Examples of point labeling
=-=-=

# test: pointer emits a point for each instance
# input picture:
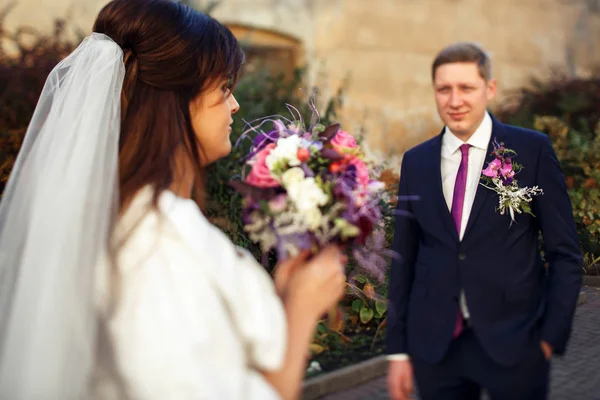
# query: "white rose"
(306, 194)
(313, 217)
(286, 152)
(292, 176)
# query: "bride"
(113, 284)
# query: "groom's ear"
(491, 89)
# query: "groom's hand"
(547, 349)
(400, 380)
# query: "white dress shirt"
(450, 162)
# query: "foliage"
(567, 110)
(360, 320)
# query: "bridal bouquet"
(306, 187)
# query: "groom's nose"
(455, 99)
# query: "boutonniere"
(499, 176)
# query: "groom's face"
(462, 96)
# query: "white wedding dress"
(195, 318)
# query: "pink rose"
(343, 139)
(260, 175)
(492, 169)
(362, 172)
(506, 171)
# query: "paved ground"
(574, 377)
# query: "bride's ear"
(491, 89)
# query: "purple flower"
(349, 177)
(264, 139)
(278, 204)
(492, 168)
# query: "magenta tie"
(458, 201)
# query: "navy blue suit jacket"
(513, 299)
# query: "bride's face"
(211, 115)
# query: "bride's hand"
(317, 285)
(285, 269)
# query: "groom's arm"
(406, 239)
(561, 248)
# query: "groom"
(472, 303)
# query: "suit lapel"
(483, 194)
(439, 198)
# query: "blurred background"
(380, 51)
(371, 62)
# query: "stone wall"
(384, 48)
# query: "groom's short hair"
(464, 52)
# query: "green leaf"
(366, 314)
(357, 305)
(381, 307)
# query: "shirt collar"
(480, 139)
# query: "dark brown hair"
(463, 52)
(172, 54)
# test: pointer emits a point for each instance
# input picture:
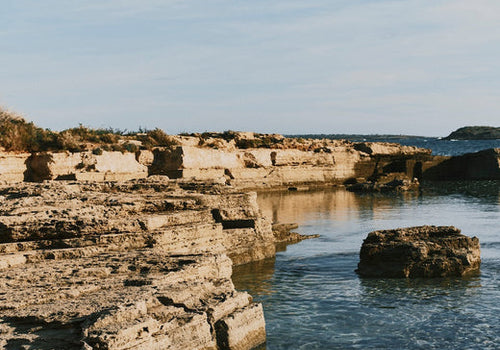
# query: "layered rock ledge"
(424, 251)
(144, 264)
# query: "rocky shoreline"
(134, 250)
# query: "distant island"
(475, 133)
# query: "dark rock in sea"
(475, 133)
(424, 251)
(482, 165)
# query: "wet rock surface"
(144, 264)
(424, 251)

=-=-=

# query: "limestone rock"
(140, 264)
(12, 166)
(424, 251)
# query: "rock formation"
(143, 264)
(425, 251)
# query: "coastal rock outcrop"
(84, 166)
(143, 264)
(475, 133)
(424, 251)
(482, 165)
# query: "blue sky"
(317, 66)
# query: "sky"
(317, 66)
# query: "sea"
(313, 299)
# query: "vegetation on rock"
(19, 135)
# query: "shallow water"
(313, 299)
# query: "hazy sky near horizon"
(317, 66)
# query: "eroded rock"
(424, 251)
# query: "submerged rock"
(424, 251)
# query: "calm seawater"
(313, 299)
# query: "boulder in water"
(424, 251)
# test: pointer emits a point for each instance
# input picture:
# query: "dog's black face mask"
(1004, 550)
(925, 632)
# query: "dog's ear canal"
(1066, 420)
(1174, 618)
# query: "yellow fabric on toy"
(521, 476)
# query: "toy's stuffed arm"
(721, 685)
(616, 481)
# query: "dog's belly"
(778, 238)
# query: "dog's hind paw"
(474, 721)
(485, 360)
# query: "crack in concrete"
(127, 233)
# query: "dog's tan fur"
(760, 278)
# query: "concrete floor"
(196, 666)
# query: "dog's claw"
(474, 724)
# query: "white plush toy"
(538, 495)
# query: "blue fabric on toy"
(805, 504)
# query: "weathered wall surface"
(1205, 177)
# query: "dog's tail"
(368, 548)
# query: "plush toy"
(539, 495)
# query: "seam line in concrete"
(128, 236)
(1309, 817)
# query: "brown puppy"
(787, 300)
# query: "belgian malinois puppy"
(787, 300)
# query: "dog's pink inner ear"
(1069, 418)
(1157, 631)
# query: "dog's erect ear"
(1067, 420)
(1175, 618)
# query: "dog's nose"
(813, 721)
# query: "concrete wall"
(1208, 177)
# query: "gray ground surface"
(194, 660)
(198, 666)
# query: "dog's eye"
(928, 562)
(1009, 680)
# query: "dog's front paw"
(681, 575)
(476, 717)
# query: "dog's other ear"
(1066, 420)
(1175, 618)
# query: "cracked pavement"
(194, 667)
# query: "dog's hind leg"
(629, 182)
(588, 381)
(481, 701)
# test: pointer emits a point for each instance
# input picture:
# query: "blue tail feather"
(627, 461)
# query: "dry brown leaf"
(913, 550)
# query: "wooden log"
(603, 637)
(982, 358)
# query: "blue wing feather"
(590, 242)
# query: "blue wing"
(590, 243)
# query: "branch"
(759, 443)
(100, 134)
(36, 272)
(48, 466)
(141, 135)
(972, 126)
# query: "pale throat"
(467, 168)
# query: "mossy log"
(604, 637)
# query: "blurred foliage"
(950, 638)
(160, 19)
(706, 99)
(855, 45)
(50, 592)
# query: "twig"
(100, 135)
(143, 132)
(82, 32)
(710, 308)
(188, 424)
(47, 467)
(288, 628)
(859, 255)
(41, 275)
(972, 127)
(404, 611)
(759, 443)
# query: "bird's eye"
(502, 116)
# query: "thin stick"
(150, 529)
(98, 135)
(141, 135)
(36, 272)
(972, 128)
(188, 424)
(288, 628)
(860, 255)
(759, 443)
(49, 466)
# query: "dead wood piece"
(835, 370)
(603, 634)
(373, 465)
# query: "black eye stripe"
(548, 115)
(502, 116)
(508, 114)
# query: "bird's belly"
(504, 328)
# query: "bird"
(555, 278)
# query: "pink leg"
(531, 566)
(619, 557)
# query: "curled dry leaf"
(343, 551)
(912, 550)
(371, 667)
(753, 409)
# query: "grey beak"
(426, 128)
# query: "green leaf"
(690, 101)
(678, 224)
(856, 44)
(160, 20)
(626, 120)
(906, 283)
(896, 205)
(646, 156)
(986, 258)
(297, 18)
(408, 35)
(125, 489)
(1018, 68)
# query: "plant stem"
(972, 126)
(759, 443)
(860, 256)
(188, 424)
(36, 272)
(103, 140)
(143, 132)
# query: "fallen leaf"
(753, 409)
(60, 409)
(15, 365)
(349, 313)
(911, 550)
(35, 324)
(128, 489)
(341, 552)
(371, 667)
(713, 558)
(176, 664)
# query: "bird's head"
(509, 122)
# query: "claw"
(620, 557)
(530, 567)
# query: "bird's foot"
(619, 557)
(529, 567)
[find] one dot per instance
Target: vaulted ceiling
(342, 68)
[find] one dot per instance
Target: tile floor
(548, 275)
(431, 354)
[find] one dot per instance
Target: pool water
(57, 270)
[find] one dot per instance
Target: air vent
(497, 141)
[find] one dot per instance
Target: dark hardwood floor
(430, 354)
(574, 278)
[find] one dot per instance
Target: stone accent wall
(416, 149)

=-=-=

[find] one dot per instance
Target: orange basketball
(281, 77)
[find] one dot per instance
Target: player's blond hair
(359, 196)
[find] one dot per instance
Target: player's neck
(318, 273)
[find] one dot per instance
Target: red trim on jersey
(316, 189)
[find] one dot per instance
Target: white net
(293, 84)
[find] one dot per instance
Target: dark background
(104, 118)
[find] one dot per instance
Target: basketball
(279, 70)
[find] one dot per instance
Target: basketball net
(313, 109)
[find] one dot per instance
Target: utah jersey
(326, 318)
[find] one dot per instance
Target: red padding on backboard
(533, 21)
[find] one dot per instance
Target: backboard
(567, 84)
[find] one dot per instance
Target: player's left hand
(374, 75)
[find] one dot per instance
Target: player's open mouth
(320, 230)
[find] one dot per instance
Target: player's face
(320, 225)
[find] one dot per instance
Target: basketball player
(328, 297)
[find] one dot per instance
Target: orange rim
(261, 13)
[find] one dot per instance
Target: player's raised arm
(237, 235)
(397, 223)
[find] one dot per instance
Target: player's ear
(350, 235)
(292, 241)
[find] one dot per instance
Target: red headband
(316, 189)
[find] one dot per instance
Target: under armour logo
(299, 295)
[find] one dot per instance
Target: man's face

=-=-=

Description of the task
Find each line in the listing that contains the word "wing", and copy those lines out.

Solution to the problem
# query: "blue wing feather"
# query: "blue wing"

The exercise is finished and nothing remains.